Copy out every entry precisely.
Data section START
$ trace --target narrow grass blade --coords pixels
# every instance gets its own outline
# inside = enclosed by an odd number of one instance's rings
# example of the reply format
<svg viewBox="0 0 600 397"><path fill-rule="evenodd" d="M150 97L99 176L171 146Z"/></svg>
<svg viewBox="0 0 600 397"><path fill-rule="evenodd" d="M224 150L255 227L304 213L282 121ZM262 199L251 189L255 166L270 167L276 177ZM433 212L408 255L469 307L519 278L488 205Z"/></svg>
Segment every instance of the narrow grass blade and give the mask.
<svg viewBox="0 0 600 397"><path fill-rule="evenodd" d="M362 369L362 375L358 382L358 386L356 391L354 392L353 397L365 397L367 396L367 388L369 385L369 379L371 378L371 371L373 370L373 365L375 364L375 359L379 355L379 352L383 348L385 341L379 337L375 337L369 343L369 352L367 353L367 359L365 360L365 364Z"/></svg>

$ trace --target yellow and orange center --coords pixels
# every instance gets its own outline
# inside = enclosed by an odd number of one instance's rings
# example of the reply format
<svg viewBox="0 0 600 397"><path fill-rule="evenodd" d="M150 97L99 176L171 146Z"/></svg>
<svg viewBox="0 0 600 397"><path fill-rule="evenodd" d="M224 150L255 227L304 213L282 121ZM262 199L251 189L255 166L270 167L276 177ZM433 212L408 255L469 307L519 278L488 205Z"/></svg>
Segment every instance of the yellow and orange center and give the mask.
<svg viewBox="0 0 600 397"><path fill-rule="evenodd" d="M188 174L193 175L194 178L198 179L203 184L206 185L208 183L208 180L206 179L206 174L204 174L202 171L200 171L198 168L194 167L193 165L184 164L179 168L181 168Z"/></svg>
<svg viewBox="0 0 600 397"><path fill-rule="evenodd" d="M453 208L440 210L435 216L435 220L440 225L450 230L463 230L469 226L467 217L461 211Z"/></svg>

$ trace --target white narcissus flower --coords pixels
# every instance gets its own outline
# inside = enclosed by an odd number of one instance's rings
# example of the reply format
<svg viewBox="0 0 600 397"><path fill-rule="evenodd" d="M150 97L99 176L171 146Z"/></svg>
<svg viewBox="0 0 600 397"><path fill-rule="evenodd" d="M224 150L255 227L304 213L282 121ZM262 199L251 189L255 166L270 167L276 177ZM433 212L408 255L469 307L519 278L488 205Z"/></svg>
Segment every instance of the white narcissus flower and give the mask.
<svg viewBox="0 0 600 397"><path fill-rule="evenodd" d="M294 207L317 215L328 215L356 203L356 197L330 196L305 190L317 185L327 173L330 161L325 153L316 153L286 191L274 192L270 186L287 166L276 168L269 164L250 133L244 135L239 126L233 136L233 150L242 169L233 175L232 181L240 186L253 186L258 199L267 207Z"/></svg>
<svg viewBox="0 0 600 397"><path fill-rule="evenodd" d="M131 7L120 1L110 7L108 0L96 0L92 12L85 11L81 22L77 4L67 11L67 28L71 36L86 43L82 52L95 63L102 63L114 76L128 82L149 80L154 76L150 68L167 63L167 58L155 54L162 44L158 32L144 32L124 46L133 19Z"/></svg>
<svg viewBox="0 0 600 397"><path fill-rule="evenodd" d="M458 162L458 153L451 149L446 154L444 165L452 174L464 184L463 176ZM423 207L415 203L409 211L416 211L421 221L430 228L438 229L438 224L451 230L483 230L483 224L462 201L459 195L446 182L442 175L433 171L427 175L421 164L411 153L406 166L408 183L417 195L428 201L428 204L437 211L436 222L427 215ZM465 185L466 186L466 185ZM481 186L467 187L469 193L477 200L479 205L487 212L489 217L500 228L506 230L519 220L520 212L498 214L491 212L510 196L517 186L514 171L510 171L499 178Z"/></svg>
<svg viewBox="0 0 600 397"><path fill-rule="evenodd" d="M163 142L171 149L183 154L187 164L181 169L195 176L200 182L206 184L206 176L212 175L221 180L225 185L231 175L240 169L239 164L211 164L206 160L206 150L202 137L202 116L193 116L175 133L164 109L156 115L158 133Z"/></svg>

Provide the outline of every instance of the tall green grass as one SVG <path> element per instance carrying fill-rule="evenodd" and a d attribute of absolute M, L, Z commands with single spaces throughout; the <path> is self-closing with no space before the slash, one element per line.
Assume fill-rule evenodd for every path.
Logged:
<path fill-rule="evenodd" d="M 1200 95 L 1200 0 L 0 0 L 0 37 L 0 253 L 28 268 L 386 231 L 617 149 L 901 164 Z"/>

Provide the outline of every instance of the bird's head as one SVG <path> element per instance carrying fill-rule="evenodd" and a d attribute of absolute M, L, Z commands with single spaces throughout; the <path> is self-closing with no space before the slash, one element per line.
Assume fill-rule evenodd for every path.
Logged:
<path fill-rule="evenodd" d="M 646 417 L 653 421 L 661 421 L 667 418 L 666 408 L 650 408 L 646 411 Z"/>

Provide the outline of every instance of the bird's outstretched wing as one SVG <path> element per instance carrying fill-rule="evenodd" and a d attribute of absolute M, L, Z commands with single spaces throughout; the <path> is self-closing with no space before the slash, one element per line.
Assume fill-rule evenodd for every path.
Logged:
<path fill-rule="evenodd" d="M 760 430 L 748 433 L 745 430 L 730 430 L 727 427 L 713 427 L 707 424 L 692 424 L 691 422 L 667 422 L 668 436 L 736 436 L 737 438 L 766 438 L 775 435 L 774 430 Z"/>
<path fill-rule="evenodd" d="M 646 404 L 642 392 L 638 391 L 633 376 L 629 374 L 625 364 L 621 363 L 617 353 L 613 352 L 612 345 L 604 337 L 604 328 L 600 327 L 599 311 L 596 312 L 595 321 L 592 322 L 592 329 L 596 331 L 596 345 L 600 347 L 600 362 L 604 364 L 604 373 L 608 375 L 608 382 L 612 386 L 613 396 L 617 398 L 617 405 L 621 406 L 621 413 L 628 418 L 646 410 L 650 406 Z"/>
Data section END
▶ [Your response]
$ trace --target narrow grass blade --coords pixels
# every instance gets its own outline
# inside = enclosed by an odd number of one instance's rings
# example of the reply format
<svg viewBox="0 0 600 397"><path fill-rule="evenodd" d="M150 97L99 176L171 146Z"/></svg>
<svg viewBox="0 0 600 397"><path fill-rule="evenodd" d="M224 150L255 227L304 213L282 121ZM262 199L251 189L255 166L270 167L276 177ZM433 212L408 255L469 307L519 278L488 205Z"/></svg>
Segment every instance of the narrow grass blade and give the mask.
<svg viewBox="0 0 600 397"><path fill-rule="evenodd" d="M362 369L362 375L358 382L358 386L356 391L354 392L353 397L365 397L367 396L367 388L369 385L369 379L371 378L371 371L373 370L373 365L375 364L375 359L379 355L379 352L383 348L385 341L379 337L375 337L369 343L369 352L367 353L367 359L365 360L365 364Z"/></svg>

$ trace --target yellow and orange center --coords pixels
# every instance gets its own outline
# inside = enclosed by an odd number of one instance's rings
# example of the reply format
<svg viewBox="0 0 600 397"><path fill-rule="evenodd" d="M150 97L99 176L171 146Z"/></svg>
<svg viewBox="0 0 600 397"><path fill-rule="evenodd" d="M224 150L255 227L304 213L282 121ZM262 199L251 189L255 166L270 167L276 177ZM433 212L408 255L469 307L519 278L488 205Z"/></svg>
Segment every instance of the yellow and orange center and give the mask.
<svg viewBox="0 0 600 397"><path fill-rule="evenodd" d="M188 174L193 175L194 178L198 179L203 184L206 185L208 183L208 180L206 179L206 174L204 174L202 171L200 171L198 168L194 167L193 165L184 164L179 168L181 168Z"/></svg>
<svg viewBox="0 0 600 397"><path fill-rule="evenodd" d="M453 208L440 210L435 216L435 220L440 225L450 230L463 230L469 226L467 217L461 211Z"/></svg>

$ trace --target white narcissus flower --coords pixels
# every instance gets its own outline
# inside = enclosed by an odd number of one instance's rings
# example of the reply format
<svg viewBox="0 0 600 397"><path fill-rule="evenodd" d="M150 97L99 176L171 146Z"/></svg>
<svg viewBox="0 0 600 397"><path fill-rule="evenodd" d="M224 150L255 227L304 213L282 121ZM262 199L251 189L255 166L270 167L276 177ZM433 212L408 255L469 307L519 278L488 205Z"/></svg>
Segment every instance of the white narcissus flower and give the mask.
<svg viewBox="0 0 600 397"><path fill-rule="evenodd" d="M294 207L317 215L328 215L356 203L356 197L330 196L305 190L317 185L327 173L330 161L325 153L316 153L286 191L274 192L270 186L287 166L276 168L269 164L250 133L244 135L239 126L233 136L233 150L242 169L233 175L232 181L240 186L253 186L258 199L267 207Z"/></svg>
<svg viewBox="0 0 600 397"><path fill-rule="evenodd" d="M131 7L120 1L110 7L108 0L96 0L92 12L85 11L81 22L77 4L67 11L67 28L71 36L86 43L82 52L95 63L102 63L114 76L128 82L149 80L154 76L150 68L167 63L167 58L155 54L162 44L158 32L144 32L124 46L133 19Z"/></svg>
<svg viewBox="0 0 600 397"><path fill-rule="evenodd" d="M458 162L458 153L451 149L446 154L444 165L452 174L464 184L463 176ZM423 207L415 203L409 211L416 211L421 221L430 228L438 229L438 224L451 230L483 230L483 224L462 201L459 195L446 182L442 175L433 171L427 175L421 164L411 153L406 166L408 183L417 195L428 201L428 204L437 211L436 222L427 215ZM465 185L466 186L466 185ZM481 186L467 187L469 193L477 200L479 205L487 212L489 217L500 228L506 230L519 220L520 212L498 214L491 212L510 196L517 186L514 171L510 171L499 178Z"/></svg>
<svg viewBox="0 0 600 397"><path fill-rule="evenodd" d="M163 142L171 149L183 154L187 164L181 169L195 176L200 182L206 184L206 176L212 175L221 180L225 185L231 175L240 169L239 164L211 164L206 160L206 150L202 137L202 116L193 116L175 133L164 109L156 115L158 133Z"/></svg>

Provide the outline of every instance of the tall green grass as one SVG <path> element per instance carrying fill-rule="evenodd" and a d attribute of absolute M, L, Z commands with single spaces throughout; the <path> is self-closing with no space before the slash, one element per line.
Assume fill-rule evenodd for every path.
Logged:
<path fill-rule="evenodd" d="M 1200 95 L 1200 0 L 0 0 L 0 37 L 0 253 L 28 268 L 386 231 L 617 149 L 901 164 Z"/>

Provide the outline of every instance of the bird's head as one SVG <path> element per instance carrying fill-rule="evenodd" and a d attribute of absolute M, L, Z commands with single spaces throughout; the <path> is self-closing with no space before the slash, one element per line.
Assume fill-rule evenodd for every path.
Logged:
<path fill-rule="evenodd" d="M 646 417 L 653 421 L 661 421 L 667 418 L 666 408 L 650 408 L 646 411 Z"/>

Provide the outline of every instance of the bird's outstretched wing as one SVG <path> element per instance carrying fill-rule="evenodd" and a d attribute of absolute M, L, Z commands with single spaces throughout; the <path> is self-closing with no space before the slash, one element per line.
Assume fill-rule evenodd for every path.
Logged:
<path fill-rule="evenodd" d="M 760 430 L 748 433 L 745 430 L 730 430 L 727 427 L 713 427 L 707 424 L 692 424 L 691 422 L 667 422 L 668 436 L 736 436 L 737 438 L 766 438 L 775 435 L 774 430 Z"/>
<path fill-rule="evenodd" d="M 646 404 L 642 392 L 638 391 L 633 376 L 629 374 L 625 364 L 621 363 L 617 353 L 613 352 L 612 345 L 604 337 L 604 328 L 600 327 L 599 311 L 596 312 L 595 321 L 592 322 L 592 329 L 596 331 L 596 345 L 600 347 L 600 362 L 604 364 L 604 373 L 608 375 L 608 382 L 612 386 L 613 396 L 617 398 L 617 405 L 621 406 L 621 413 L 628 418 L 646 410 L 650 406 Z"/>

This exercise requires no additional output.